Top of Data to use

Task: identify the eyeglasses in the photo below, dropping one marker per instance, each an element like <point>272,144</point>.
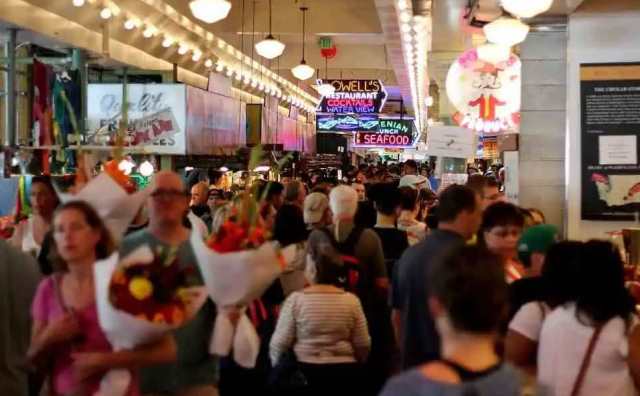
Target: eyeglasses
<point>502,232</point>
<point>168,193</point>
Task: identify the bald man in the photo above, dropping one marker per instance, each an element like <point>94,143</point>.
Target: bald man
<point>195,372</point>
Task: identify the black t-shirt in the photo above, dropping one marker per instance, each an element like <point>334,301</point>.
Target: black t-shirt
<point>524,291</point>
<point>409,295</point>
<point>394,243</point>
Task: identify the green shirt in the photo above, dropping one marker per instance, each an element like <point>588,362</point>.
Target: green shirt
<point>195,366</point>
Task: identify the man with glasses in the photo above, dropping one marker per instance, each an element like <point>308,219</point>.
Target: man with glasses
<point>195,372</point>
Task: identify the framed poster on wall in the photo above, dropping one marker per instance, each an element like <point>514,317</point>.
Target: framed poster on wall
<point>610,134</point>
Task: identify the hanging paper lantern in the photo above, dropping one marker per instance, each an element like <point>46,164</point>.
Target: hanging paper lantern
<point>328,49</point>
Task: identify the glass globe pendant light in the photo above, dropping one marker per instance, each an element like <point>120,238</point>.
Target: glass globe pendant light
<point>270,48</point>
<point>210,11</point>
<point>303,71</point>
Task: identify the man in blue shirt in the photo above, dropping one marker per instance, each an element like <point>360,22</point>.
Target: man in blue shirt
<point>459,215</point>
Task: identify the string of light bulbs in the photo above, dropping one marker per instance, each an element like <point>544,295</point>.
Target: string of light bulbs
<point>296,96</point>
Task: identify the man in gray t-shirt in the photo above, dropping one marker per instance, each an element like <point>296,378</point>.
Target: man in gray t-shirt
<point>19,277</point>
<point>195,372</point>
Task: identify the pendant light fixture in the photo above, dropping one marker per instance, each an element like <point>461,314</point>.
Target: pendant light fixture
<point>303,71</point>
<point>323,87</point>
<point>270,48</point>
<point>210,11</point>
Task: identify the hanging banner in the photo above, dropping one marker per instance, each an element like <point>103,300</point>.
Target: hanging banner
<point>346,122</point>
<point>390,134</point>
<point>451,142</point>
<point>354,96</point>
<point>610,130</point>
<point>157,116</point>
<point>486,96</point>
<point>214,122</point>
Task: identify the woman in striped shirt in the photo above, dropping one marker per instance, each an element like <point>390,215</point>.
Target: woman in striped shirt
<point>325,326</point>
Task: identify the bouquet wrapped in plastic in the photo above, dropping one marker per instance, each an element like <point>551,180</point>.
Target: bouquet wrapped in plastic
<point>141,298</point>
<point>112,195</point>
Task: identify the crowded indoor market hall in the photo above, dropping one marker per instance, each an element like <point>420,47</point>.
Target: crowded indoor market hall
<point>319,197</point>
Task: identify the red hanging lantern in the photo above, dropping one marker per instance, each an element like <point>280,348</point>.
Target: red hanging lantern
<point>328,49</point>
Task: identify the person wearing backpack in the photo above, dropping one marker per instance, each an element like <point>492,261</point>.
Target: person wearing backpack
<point>467,299</point>
<point>592,346</point>
<point>365,275</point>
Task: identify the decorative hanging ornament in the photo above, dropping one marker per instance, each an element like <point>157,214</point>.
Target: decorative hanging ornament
<point>486,96</point>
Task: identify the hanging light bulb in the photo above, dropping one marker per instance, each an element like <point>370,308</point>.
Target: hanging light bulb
<point>106,13</point>
<point>270,48</point>
<point>149,32</point>
<point>183,49</point>
<point>129,24</point>
<point>526,8</point>
<point>167,42</point>
<point>493,53</point>
<point>146,169</point>
<point>506,31</point>
<point>210,11</point>
<point>303,71</point>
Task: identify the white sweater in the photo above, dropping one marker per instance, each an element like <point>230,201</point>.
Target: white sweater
<point>322,327</point>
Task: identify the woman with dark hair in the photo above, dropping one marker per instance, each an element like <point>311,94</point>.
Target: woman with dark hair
<point>468,300</point>
<point>32,235</point>
<point>558,280</point>
<point>408,219</point>
<point>501,228</point>
<point>67,341</point>
<point>592,346</point>
<point>325,327</point>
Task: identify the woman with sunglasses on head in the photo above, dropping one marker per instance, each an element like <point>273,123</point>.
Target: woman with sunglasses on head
<point>501,228</point>
<point>32,235</point>
<point>67,341</point>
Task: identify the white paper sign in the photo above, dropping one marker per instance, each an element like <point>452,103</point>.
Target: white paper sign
<point>618,150</point>
<point>511,176</point>
<point>157,116</point>
<point>450,141</point>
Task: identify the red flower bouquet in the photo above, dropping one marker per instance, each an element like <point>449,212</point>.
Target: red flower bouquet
<point>152,291</point>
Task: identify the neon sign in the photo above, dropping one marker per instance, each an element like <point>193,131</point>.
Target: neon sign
<point>346,122</point>
<point>354,96</point>
<point>390,133</point>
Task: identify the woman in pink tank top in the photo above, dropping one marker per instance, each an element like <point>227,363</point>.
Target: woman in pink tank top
<point>67,341</point>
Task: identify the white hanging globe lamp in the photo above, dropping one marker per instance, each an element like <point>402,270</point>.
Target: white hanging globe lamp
<point>506,31</point>
<point>303,71</point>
<point>210,11</point>
<point>270,48</point>
<point>526,8</point>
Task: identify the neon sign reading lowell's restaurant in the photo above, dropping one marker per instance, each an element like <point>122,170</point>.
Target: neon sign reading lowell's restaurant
<point>354,96</point>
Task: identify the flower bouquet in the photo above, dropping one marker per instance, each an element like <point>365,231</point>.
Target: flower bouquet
<point>140,298</point>
<point>111,194</point>
<point>238,264</point>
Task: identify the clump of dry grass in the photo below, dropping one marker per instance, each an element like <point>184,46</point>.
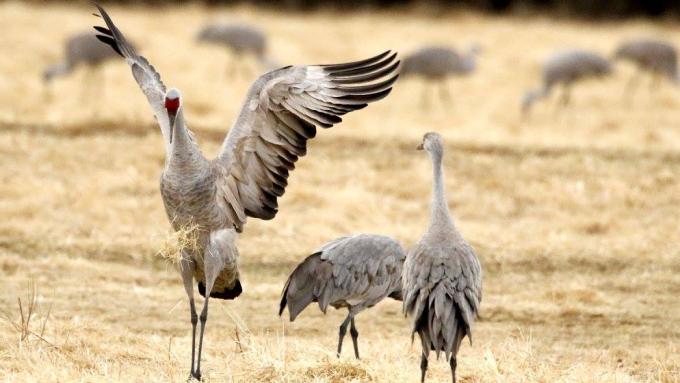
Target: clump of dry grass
<point>30,322</point>
<point>186,238</point>
<point>337,372</point>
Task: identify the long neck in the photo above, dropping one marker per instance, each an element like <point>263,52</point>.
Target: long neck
<point>441,218</point>
<point>183,156</point>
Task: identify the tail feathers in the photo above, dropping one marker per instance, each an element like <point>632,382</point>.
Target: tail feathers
<point>444,321</point>
<point>227,293</point>
<point>301,287</point>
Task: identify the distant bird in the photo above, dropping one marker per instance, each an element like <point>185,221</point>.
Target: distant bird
<point>355,272</point>
<point>80,49</point>
<point>437,63</point>
<point>281,111</point>
<point>442,277</point>
<point>566,68</point>
<point>659,58</point>
<point>240,39</point>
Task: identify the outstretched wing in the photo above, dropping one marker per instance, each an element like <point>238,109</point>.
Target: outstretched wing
<point>144,73</point>
<point>281,112</point>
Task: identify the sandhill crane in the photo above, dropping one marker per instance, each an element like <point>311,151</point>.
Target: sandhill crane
<point>281,111</point>
<point>355,272</point>
<point>659,58</point>
<point>437,63</point>
<point>442,277</point>
<point>565,68</point>
<point>240,39</point>
<point>81,49</point>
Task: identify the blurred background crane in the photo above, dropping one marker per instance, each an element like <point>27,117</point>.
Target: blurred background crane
<point>566,68</point>
<point>655,57</point>
<point>435,64</point>
<point>82,50</point>
<point>241,40</point>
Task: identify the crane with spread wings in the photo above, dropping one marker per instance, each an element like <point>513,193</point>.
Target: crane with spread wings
<point>281,111</point>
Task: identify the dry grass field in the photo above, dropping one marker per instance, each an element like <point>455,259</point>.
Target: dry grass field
<point>575,214</point>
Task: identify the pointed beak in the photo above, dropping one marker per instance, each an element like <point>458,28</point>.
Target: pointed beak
<point>172,125</point>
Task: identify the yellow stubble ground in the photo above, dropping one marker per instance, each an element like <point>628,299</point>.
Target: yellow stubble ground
<point>574,213</point>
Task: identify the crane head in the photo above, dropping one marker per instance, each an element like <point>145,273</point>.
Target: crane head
<point>173,101</point>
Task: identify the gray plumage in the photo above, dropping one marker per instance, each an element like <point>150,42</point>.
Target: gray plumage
<point>659,58</point>
<point>281,111</point>
<point>442,277</point>
<point>80,49</point>
<point>354,272</point>
<point>240,39</point>
<point>566,68</point>
<point>438,62</point>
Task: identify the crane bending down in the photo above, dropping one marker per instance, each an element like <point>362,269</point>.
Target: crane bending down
<point>565,68</point>
<point>281,112</point>
<point>442,276</point>
<point>355,272</point>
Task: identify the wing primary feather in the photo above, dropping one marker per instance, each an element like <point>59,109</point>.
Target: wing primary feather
<point>372,88</point>
<point>365,97</point>
<point>362,70</point>
<point>369,76</point>
<point>110,42</point>
<point>354,64</point>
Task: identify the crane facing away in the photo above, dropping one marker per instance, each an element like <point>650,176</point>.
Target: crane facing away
<point>355,272</point>
<point>437,63</point>
<point>659,58</point>
<point>82,50</point>
<point>442,277</point>
<point>240,39</point>
<point>281,111</point>
<point>566,68</point>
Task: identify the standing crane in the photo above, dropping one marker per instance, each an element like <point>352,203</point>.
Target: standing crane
<point>240,39</point>
<point>354,272</point>
<point>566,68</point>
<point>442,276</point>
<point>81,49</point>
<point>437,63</point>
<point>281,111</point>
<point>659,58</point>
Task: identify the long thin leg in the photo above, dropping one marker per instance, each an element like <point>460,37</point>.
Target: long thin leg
<point>212,268</point>
<point>343,331</point>
<point>444,91</point>
<point>424,356</point>
<point>423,364</point>
<point>355,336</point>
<point>187,269</point>
<point>204,319</point>
<point>453,364</point>
<point>96,90</point>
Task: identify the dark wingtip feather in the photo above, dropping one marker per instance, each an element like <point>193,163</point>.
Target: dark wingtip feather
<point>103,30</point>
<point>362,69</point>
<point>366,97</point>
<point>354,64</point>
<point>110,41</point>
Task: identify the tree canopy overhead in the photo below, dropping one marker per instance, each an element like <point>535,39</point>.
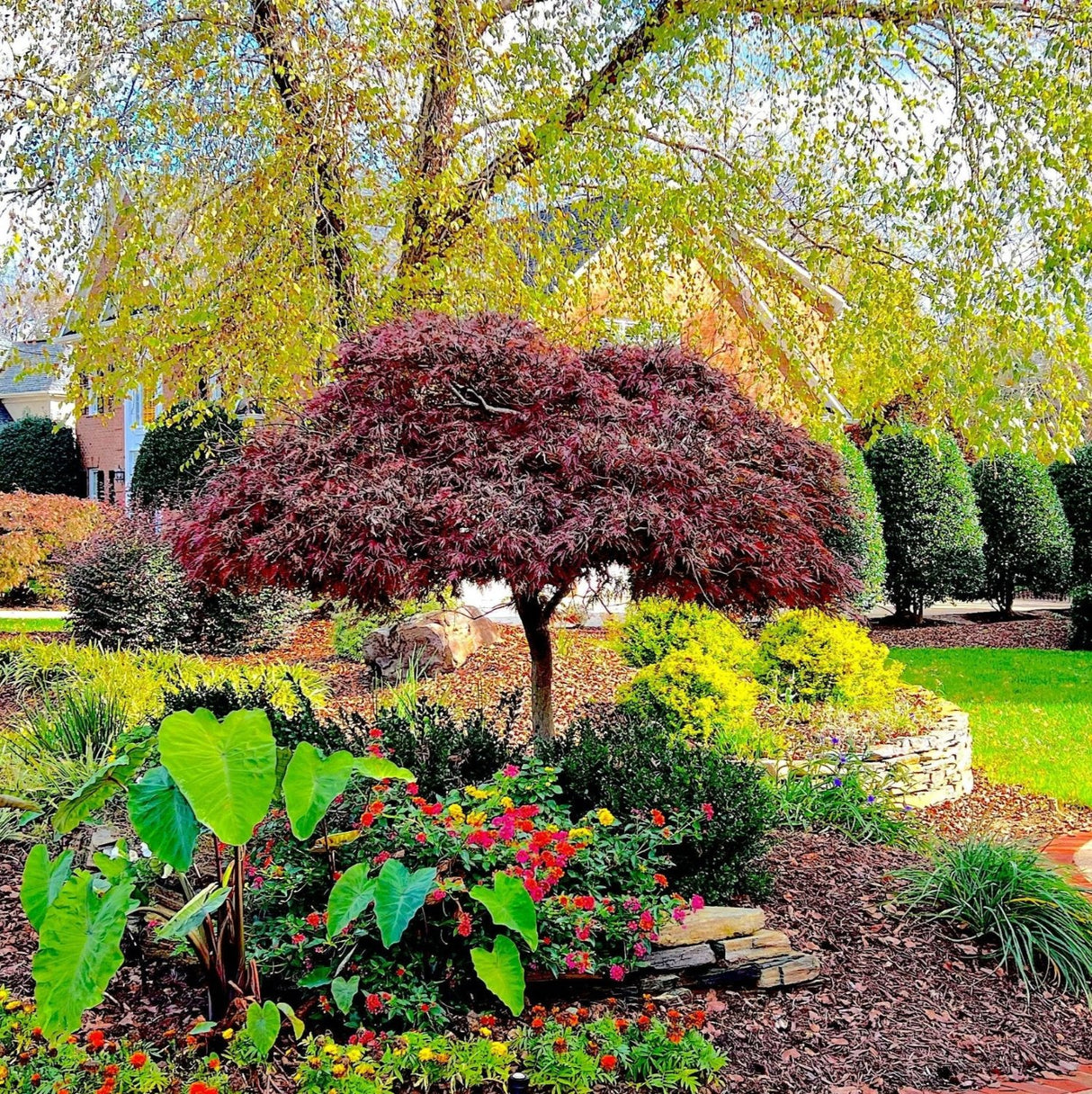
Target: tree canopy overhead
<point>476,450</point>
<point>287,171</point>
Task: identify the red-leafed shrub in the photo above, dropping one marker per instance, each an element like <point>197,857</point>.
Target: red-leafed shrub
<point>475,450</point>
<point>34,527</point>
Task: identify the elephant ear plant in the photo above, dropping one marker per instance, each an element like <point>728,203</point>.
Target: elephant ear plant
<point>213,776</point>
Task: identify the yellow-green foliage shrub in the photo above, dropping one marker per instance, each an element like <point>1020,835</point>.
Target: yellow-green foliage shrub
<point>699,697</point>
<point>808,657</point>
<point>657,626</point>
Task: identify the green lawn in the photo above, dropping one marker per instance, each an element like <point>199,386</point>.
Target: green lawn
<point>30,626</point>
<point>1031,713</point>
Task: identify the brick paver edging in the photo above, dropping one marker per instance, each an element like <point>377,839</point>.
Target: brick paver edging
<point>1063,851</point>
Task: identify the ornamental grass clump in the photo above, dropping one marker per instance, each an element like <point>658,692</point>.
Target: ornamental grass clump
<point>843,794</point>
<point>1007,897</point>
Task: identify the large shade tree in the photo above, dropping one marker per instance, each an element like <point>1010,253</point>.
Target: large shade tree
<point>476,450</point>
<point>288,171</point>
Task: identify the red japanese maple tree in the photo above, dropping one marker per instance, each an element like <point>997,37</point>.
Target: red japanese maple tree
<point>475,450</point>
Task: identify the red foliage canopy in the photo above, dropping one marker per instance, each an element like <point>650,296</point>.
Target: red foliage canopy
<point>449,450</point>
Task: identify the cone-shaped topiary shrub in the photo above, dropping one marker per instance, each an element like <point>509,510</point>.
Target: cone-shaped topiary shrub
<point>1073,482</point>
<point>861,545</point>
<point>1029,543</point>
<point>930,521</point>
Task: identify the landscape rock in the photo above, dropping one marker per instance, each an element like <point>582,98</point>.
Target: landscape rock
<point>430,641</point>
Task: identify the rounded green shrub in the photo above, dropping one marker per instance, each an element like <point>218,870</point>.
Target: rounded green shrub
<point>1080,618</point>
<point>699,698</point>
<point>808,657</point>
<point>1073,482</point>
<point>931,530</point>
<point>657,626</point>
<point>175,452</point>
<point>40,457</point>
<point>1029,543</point>
<point>861,543</point>
<point>625,761</point>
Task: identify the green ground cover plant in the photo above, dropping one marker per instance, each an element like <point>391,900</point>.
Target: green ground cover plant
<point>1030,712</point>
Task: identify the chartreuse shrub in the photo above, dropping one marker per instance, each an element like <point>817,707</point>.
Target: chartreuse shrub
<point>930,520</point>
<point>661,1047</point>
<point>621,760</point>
<point>1029,543</point>
<point>1009,898</point>
<point>1080,618</point>
<point>1073,482</point>
<point>810,657</point>
<point>39,456</point>
<point>701,699</point>
<point>842,794</point>
<point>657,626</point>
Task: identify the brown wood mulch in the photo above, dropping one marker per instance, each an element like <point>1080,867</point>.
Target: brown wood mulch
<point>900,1006</point>
<point>1043,629</point>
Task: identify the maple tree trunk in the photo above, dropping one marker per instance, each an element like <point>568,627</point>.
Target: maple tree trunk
<point>535,621</point>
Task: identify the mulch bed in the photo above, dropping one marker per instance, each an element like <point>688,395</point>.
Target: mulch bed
<point>1044,629</point>
<point>900,1004</point>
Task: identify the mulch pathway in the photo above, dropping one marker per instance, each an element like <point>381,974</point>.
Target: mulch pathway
<point>901,1006</point>
<point>1043,629</point>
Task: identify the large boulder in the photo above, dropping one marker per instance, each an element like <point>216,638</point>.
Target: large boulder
<point>430,641</point>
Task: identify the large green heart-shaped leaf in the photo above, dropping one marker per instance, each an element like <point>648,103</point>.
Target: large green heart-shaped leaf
<point>378,768</point>
<point>163,819</point>
<point>510,905</point>
<point>41,881</point>
<point>192,912</point>
<point>352,894</point>
<point>344,991</point>
<point>79,952</point>
<point>228,770</point>
<point>501,972</point>
<point>263,1027</point>
<point>311,784</point>
<point>399,895</point>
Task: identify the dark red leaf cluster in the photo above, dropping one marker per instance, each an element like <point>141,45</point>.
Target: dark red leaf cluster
<point>475,450</point>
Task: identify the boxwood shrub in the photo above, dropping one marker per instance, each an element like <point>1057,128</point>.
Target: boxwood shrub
<point>931,530</point>
<point>1073,482</point>
<point>1029,543</point>
<point>40,457</point>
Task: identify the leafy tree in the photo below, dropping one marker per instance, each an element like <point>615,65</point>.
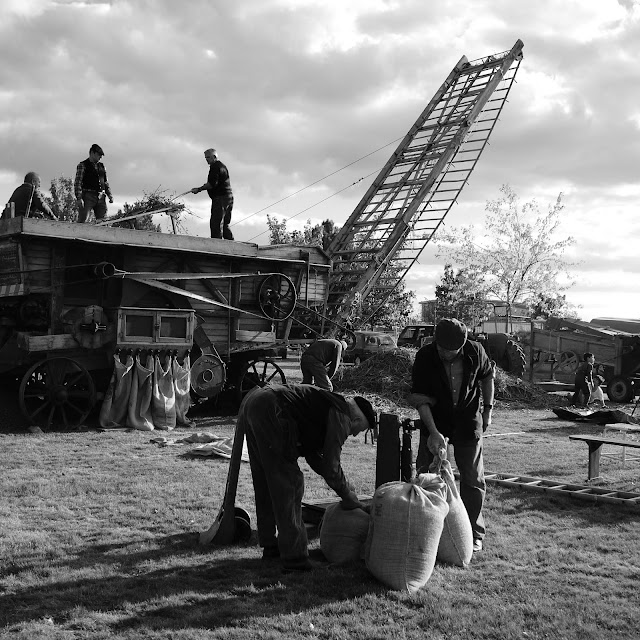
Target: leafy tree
<point>461,295</point>
<point>150,202</point>
<point>63,203</point>
<point>518,257</point>
<point>310,236</point>
<point>379,310</point>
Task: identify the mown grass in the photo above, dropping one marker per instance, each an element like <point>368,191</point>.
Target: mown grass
<point>99,539</point>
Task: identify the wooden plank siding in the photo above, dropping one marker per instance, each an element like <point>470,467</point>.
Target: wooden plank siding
<point>79,245</point>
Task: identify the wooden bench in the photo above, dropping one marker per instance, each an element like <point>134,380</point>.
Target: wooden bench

Bottom of Data to use

#### [Assigned task]
Which lines of the data hold the string "bench"? Return each of them.

#### [Output of the task]
Task: identify the wooden bench in the photo above, dropping one marker per instance, each an element like <point>134,380</point>.
Target: wooden bench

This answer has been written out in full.